* **REQUIRED WORK**: The output should consist solely of the line containing "Target: wooden pallet" and the lines that follow it through the end of the data below.

* **RAW RECORDS**:
________________________
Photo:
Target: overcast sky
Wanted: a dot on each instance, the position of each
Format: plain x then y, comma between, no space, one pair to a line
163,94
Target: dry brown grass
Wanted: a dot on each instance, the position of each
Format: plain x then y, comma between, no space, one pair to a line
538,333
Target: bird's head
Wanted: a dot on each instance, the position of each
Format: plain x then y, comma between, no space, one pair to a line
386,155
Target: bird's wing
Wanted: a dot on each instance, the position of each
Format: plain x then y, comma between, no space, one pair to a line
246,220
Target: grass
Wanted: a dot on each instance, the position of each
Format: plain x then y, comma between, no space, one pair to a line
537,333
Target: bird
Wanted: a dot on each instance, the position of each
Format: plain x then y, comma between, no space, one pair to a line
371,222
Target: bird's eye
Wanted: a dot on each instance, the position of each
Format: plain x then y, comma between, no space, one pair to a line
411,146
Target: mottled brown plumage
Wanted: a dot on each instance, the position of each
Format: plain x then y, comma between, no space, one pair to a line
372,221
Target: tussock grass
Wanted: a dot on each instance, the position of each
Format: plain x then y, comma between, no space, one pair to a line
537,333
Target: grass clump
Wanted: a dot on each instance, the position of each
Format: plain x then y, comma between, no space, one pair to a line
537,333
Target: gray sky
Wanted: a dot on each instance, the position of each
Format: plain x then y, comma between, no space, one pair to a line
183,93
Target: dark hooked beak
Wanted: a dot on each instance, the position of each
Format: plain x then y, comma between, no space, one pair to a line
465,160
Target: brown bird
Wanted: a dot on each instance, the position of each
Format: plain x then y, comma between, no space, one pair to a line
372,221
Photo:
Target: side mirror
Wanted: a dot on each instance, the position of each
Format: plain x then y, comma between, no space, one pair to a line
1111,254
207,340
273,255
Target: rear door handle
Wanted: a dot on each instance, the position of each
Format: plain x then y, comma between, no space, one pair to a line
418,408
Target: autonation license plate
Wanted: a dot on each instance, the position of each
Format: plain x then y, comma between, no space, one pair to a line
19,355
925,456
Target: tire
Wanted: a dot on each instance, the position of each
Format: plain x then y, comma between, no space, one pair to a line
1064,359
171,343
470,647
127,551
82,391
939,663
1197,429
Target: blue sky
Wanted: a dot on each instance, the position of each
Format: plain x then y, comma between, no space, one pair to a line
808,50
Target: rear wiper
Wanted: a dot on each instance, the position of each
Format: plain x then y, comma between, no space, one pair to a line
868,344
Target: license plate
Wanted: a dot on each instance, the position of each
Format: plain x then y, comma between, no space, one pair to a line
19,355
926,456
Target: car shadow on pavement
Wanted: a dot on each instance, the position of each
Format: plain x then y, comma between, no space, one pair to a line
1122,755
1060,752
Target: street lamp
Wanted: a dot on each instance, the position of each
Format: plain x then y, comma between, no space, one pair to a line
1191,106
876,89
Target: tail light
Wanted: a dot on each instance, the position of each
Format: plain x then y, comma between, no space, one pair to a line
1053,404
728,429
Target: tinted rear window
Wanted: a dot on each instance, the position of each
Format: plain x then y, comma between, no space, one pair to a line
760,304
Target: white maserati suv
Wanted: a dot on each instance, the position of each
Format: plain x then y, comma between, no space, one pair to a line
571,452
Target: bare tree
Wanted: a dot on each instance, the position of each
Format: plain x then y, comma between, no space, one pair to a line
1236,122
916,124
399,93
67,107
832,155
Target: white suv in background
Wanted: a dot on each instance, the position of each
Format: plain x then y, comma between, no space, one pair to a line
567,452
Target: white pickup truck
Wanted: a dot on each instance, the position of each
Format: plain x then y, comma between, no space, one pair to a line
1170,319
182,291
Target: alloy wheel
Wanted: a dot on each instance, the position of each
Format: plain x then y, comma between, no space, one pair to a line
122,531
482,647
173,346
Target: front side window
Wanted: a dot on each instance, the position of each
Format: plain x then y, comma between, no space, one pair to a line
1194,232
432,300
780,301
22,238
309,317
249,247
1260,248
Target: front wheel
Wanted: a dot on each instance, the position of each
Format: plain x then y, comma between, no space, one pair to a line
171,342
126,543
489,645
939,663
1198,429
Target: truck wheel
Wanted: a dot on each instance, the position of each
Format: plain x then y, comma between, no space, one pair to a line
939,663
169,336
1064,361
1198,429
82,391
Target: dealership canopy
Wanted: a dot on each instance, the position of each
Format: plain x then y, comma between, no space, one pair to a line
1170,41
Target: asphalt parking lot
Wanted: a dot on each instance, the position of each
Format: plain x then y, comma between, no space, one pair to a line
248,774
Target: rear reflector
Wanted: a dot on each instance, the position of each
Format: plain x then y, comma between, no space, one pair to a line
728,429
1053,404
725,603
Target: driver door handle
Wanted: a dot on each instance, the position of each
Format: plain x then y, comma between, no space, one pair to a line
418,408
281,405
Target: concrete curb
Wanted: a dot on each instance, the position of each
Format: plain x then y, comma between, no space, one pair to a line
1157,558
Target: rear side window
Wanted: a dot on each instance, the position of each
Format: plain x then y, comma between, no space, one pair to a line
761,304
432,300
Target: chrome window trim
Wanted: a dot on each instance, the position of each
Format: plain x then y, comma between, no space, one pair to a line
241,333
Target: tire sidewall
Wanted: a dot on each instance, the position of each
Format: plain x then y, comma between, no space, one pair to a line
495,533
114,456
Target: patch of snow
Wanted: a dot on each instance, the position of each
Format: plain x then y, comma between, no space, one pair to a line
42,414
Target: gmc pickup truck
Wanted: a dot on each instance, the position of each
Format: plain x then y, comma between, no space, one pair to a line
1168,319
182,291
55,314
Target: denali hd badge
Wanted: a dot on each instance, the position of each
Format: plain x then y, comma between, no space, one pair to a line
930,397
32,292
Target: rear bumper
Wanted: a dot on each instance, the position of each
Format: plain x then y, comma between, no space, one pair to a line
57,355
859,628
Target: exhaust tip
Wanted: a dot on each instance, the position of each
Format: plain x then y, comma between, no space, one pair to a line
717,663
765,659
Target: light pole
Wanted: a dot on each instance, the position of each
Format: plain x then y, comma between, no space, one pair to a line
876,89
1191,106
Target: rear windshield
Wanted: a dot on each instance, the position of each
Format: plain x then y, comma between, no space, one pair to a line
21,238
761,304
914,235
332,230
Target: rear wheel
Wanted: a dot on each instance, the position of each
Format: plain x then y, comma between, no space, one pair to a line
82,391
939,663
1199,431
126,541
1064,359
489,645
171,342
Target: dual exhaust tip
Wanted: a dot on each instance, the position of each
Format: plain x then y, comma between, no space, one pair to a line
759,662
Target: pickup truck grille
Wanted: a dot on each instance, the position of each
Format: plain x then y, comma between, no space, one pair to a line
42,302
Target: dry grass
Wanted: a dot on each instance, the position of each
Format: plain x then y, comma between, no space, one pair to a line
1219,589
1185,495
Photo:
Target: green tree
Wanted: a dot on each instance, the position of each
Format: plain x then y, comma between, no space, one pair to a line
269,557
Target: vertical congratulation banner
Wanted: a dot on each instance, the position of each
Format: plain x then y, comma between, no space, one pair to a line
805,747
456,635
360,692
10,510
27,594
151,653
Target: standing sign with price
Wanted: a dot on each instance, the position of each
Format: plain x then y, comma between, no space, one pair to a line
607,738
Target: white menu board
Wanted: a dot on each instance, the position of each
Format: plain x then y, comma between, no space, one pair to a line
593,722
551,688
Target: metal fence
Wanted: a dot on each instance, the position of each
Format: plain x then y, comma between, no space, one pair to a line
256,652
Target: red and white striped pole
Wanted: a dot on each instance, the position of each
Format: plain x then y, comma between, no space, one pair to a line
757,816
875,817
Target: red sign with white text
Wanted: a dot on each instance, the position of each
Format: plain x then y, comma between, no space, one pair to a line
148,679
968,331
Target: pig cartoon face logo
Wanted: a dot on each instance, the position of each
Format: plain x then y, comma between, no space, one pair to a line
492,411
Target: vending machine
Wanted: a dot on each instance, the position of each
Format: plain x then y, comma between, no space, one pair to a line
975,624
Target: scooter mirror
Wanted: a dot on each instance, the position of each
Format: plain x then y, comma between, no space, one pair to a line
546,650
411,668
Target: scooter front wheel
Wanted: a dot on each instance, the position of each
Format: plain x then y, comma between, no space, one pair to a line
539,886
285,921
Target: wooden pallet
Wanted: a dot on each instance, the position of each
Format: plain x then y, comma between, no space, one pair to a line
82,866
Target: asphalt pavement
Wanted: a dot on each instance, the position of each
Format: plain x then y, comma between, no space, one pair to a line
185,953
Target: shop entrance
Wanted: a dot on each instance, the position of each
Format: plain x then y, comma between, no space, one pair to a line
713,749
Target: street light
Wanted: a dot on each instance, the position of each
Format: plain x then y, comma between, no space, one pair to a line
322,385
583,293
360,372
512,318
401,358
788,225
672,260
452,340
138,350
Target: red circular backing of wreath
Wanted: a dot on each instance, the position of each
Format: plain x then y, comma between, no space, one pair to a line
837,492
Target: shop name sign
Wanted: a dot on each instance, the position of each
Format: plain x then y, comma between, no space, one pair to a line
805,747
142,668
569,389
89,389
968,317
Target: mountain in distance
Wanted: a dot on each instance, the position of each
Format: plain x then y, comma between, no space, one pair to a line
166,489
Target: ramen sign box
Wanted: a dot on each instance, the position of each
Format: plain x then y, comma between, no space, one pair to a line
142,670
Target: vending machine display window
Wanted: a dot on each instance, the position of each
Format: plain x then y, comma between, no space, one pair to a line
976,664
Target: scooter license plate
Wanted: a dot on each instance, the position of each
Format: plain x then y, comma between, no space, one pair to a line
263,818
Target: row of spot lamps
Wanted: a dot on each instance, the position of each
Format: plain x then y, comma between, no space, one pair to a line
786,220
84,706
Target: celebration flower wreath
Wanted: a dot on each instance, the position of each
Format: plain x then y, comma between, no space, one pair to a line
________________________
* **SOLUTION FOR THIS TASK**:
Target: wooden pallet
Wanted: a dot on each instance, the position of each
Format: plain x then y, comma between, no space, one pair to a line
82,866
Target: asphalt pavement
Wanted: a dot on each instance, the position of each
Format: plain x then y, comma between, no space, one pair to a line
185,953
Target: shop entrance
Wanted: a dot on each instance, the position of each
Format: plain x then y, comma between, no space, one pair to a line
713,749
Target: street light
Wanted: a dot on each instance, the position of each
Format: plain x then y, comma between, no space, one pair to a line
322,385
583,293
360,372
512,318
401,358
788,225
672,260
452,340
138,350
Target: red circular backing of wreath
Wanted: a dot on each instance, the position of each
Format: plain x then y, comma between, no space, one pair to a line
837,492
Target: shop name sign
Wanted: a dot on each instance, the position of each
Format: plain x then y, comma between, no space, one pair to a line
805,747
142,668
569,389
89,389
968,317
Target: mountain in distance
Wanted: a dot on each instance, the position of each
Format: plain x then y, comma between, no space, one pair to a line
166,489
Target: ramen sign box
Wanted: a dot on each instance, the position of each
Format: plain x then y, comma between, no space, one pair to a line
142,670
Target: vending machine display window
Wanted: a dot on each instance, the position of each
Format: plain x then y, comma between, no space, one pair to a line
976,664
Target: scooter license plate
Wanted: a dot on each instance, the position of each
Format: plain x then y, comma between, no space, one pair to a line
263,818
Target: row of spot lamps
Wanted: a dot on each instance, the position of each
Format: plain x then y, comma between, no space, one pair to a line
786,220
84,706
Target: celebration flower wreath
Wanted: a dot on each instance, the position of each
Format: plain x then y, comma between, no space, one pair to a line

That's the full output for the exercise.